__Exercise instructions__.
1. Do the following statements agree with the trailer forum thread? (a) kbrazielTx's slideout came out while driving down the road. (b) PDX_Doug recommends taping the bellypan. (c) candminga has gone camping twice with the trailer. Answer yes or no for each and quote the words that decide it.
2. Could you transcribe the part of the trailer forum thread between "I also bet if" and "Or really extending?", inclusive?

__Document excerpt__.

# New 28rsds With Big Problem- Help



## candminga (May 30, 2006)

Hi All,








I'm new here. Just wondering if anyone has recently purchased a 2006 Outback 28rsds. Having all kinds of problems with it. Only been camping twice and back to the dealership that many times. It's still there after two weeks.

Slideout comes out as you drive down the road (and yes, I've checked it several times to be sure it's all the way in before taking off). The dinette slideout is the one I'm talking about. It also leaks water because it's not sealed up from the elements when in or out, on the bottom. You can see daylight when it's in and stick your hand out the bottom. The dealer said this is normal and gave up some big seals to stick in the gaps. Didn't work and we shouldn't of had to do that anyway. Plus we've had major leaks in the queen bed slide out when it's out and level, can't get the back stairs down with two people trying and the underbelly fabric has come lose and is just hanging and they said just needs to be taped...ha!

Any help would be greatly appreciated. We truly loved the look and features of the Outback and don't want to have to get something else. We've had several other pop-ups and one trailer before with no problems so we are concerned. Plus this unit was built post Katrina and we think that affects the way it was built.

Thanks,
From 2 adults, 2 dogs; who love camping


----------



## tdvffjohn (Mar 10, 2005)

The dealer says that is normal................


----------



## kbrazielTx (Apr 29, 2004)

We bought our 28RSDS in March and did have a bad water leak on the slideout but we have never had the slideout come out going down the road. The dealer added the additional weather striping on the bottom that seamed to fix the problem.

Hang in there. The Outback is a great camper. We had more than usual little thinkgs wrong but I was able to fix most if them while camping. That is the nature of campers.

Good Luck.....
KB


----------



## Ghosty (Jan 17, 2005)

Contact Keystone directly.

Tell them that some crazy lawyer told you to tell them that you fear for the safety of your family and those driving behind you since the slide malfunctioning is causing hazardous driving conditions that may cause accidents and result in loss of life or limb.

Bet they tell you exactly where to take it instantly.

I also bet if you tell them that you are afraid to drive it anymore because the slide malfunctions that they will send someone out to your house.


----------



## PDX_Doug (Nov 16, 2004)

First of all,

action *Welcome to Outbackers, candminga!* action

Sorry that you are having such problems. We have a 28RS-DS as well, and love it! First question... just how far is the slide coming out? Just enough to break the seal? Or really extending?









We have always had a little water leakage around the front of the side slide if traveling in very heavy rains, and although I would rather it didn't, under the circumstances, it does not seem unreasonable.

As far as seeing daylight, or being able to 'stick your hand out the bottom', that is not right!

One trick with the rear slide, is to tip the trailer slightly back when setting up. Not alot, just enough to promote water flow away from the seals.

As far as the bellypan is concerned. I would stay away from taping it. That will not hold for long.

As Ghosty said, get ahold of Keystone right away. They seem to be pretty good about doing people right.

__Material supplied__.
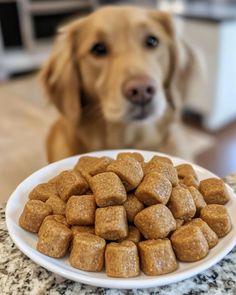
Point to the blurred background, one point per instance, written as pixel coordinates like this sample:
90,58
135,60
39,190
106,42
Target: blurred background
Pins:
27,30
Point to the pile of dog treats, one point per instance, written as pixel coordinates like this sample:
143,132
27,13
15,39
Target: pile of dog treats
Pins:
127,215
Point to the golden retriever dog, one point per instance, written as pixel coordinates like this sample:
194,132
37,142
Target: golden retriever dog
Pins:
119,77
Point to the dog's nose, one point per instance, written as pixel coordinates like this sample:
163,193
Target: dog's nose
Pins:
139,90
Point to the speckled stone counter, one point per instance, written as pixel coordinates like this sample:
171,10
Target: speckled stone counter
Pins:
19,275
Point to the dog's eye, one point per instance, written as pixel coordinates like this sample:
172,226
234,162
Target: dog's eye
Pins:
99,49
151,41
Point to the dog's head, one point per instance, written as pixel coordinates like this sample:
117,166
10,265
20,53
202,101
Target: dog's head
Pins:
124,59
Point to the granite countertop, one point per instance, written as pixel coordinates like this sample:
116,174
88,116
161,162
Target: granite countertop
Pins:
212,11
20,276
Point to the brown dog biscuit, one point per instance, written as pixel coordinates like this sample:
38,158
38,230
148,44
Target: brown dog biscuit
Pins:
54,239
184,170
189,243
133,236
108,189
56,217
197,198
43,191
57,204
181,203
217,217
214,191
132,206
33,215
80,210
209,234
157,257
71,183
87,252
155,222
111,223
154,189
122,260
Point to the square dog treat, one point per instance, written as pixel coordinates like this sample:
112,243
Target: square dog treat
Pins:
87,252
111,223
184,170
54,239
164,168
57,204
157,257
43,191
181,203
33,215
217,217
134,235
189,243
132,206
80,210
214,191
129,170
85,164
78,229
190,180
122,260
155,222
108,189
197,198
208,233
179,223
71,183
135,155
154,162
92,165
57,218
154,189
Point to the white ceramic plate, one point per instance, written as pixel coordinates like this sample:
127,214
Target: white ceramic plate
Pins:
26,241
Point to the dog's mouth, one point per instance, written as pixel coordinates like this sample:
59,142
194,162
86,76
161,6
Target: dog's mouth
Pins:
142,112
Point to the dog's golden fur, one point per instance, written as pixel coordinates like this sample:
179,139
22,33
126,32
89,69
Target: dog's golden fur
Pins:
87,89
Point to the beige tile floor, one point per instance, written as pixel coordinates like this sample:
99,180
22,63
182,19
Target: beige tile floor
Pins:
25,117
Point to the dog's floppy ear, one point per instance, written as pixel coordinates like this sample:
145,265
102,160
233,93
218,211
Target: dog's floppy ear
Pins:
60,74
183,65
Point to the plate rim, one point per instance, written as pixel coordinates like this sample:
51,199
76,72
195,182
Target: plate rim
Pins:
120,283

__Answers by task__.
1.
(a) No: "we have never had the slideout come out going down the road."
(b) No: "I would stay away from taping it."
(c) Yes: "Only been camping twice and back to the dealership that many times."

2.
I also bet if you tell them that you are afraid to drive it anymore because the slide malfunctions that they will send someone out to your house.


----------



## PDX_Doug (Nov 16, 2004)

First of all,

action *Welcome to Outbackers, candminga!* action

Sorry that you are having such problems. We have a 28RS-DS as well, and love it! First question... just how far is the slide coming out? Just enough to break the seal? Or really extending?